━━━ TEXTE À LIRE ━━━

La fin d’une guéguerre ?

Querelles autour du Musée Gustave Courbet à Ornans

Le Journal des Arts

Le 5 février 1999 - 871 mots

Après des mois de conflit, le Conseil général du Doubs semble rechercher l’apaisement dans son différend avec la Société des Amis de Courbet. Mise en cause dans sa capacité à gérer le Musée Courbet à Ornans, l’association a finalement obtenu le versement de la subvention, mais le département ne semble pas s’accommoder de la présence du conservateur bénévole.

ORNANS - Assiste-t-on, au Musée Courbet d’Ornans, à la fin d’“une gué-guerre imbécile”, pour reprendre les termes du conservateur, Jean-Jacques Fernier ? Le versement de la subvention 1998 d’un montant supérieur à un million de francs et l’adoption d’une délibération acceptant un don de 30 000 dollars de la Fondation Florence Gould, après plus d’un an d’attente, manifestent la volonté d’apaisement du département, dans un conflit largement relayé par la presse régionale. Une opposition qui met en jeu la place de l’initiative privée dans la vie des musées en France.

━━━ EXTRAIT DES DONNÉES ━━━

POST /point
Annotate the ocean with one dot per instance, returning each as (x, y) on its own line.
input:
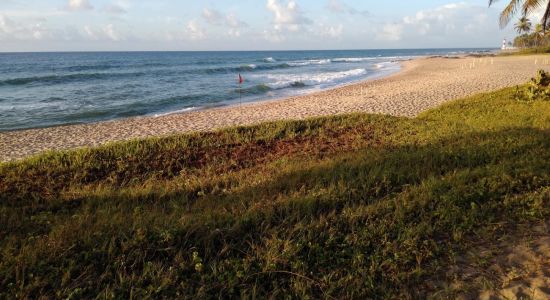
(51, 89)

━━━

### [TRAVAIL DEMANDÉ]
1: Dans l'article sur le Musée Courbet, à partir de « Après des mois de conflit », relevez toutes les institutions et associations désignées par leur nom.
2: Recopiez le passage de l'article sur le Musée Courbet qui commence par « ORNANS - Assiste-t-on, au » et se poursuit jusqu'à « musées en France. ».
Les données ne servent pas pour ce travail.

### [CORRIGÉ]
1:
- Conseil général du Doubs
- Société des Amis de Courbet
- Musée Courbet (à Ornans)
- Fondation Florence Gould

2:
ORNANS - Assiste-t-on, au Musée Courbet d’Ornans, à la fin d’“une gué-guerre imbécile”, pour reprendre les termes du conservateur, Jean-Jacques Fernier ? Le versement de la subvention 1998 d’un montant supérieur à un million de francs et l’adoption d’une délibération acceptant un don de 30 000 dollars de la Fondation Florence Gould, après plus d’un an d’attente, manifestent la volonté d’apaisement du département, dans un conflit largement relayé par la presse régionale. Une opposition qui met en jeu la place de l’initiative privée dans la vie des musées en France.